#### Document excerpt:

>>>

In RCFG, this would be a combat maneuver, and a fighter can take weapon skill ranks in it. In fact, he could take ranks in several related maneuvers, to create a specific style of fighting.
 

Back in 2e, I'd have simply taken proficiency in the weapons I wanted to use as part of my character concept. I got 4 of them at 1st level. Or I'd take the -2 penalty, which is a far cry from incompetent.

It's pretty poor.

In 3e, if I wanted to push people back with my shield (and limited to core), I'd have used a bull rush.

That's a world away from the effect I want. Bull Rush replaces the attack. What I want is someone who is large and in the face of the opponent. It's what's done by the shoulders, the hips, and the footwork - not what's done by the entire attack. I don't want to push them. I want to get so far up in their faces when I'm attacking that they need to step back - a vastly different matter. 4e on the other hand normally supports me building characters who think and move the way I want them to.

I don't feel particularly hindered by lack of a special power to build a concept around.

I'm not building the character concept around a power. The general approach in combat reflects the concept. And that I can't reflexively fight with sword and board the way I myself do is ... annoying.

Should I feel hindered by 4e if I want to play a rogue fencer who wants to disarm his opponents?

If your concept involves disarming as a stock tactic, a bit, yes.

Or should I come up with something on the fly like we did with every other edition of D&D when somethng wasn't explicitly covered by the rules?

And once again you miss the point. This isn't how people fight on the fly. It's how they fight when they can't see anything better to do. The sort of stuff that should be the default.

In RCFG, this would be a combat maneuver, and a fighter can take weapon skill ranks in it. In fact, he could take ranks in several related maneuvers, to create a specific style of fighting.

There are a number of reasons I have no wish to play RCFG - but if I wanted to play the style of game it's written for, it sounds like a good one.
 

Raven Crowking

First Post
There are a number of reasons I have no wish to play RCFG

No doubt. One of them (if you've even looked at it) must be that the Beta is an organizational nightmare.

<<<

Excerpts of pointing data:
>>>

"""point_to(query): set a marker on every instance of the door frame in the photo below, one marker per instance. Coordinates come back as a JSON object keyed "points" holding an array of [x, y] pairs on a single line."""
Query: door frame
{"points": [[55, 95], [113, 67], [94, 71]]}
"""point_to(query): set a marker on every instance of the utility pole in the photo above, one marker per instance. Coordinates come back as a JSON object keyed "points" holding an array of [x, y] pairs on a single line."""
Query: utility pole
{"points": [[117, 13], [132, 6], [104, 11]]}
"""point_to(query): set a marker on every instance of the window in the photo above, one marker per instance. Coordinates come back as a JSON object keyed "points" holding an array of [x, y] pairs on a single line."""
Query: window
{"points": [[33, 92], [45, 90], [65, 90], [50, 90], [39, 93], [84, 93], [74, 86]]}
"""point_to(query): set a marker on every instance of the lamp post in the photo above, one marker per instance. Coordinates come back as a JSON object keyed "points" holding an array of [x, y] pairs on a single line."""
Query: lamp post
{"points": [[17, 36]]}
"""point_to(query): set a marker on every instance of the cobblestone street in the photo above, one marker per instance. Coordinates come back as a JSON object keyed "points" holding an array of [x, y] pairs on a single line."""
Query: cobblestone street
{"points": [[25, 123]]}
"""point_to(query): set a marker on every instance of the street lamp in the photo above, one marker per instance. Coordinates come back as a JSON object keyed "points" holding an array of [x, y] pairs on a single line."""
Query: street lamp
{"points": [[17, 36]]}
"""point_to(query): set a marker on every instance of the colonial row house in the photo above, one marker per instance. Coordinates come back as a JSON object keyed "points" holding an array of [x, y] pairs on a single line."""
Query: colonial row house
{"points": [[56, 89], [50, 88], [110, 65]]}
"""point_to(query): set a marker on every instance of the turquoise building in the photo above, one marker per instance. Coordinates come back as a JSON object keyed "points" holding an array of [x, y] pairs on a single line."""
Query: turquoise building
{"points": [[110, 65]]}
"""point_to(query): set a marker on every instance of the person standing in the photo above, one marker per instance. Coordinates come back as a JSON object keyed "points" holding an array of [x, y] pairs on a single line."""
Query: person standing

<<<

Condense the paragraph in the discussion of D&D combat rules that starts with "That's a world away from the effect I want" into a short bulleted list that keeps its main facts. This data plays no part here.

#### Correct result:
- Bull Rush is far from the effect I want, because it replaces the attack.
- I want a large fighter who stays in the opponent's face.
- That effect comes from the shoulders, hips and footwork, not from the whole attack.
- The goal isn't to push opponents but to get so close while attacking that they have to step back.
- 4e usually lets me build characters who think and move the way I want.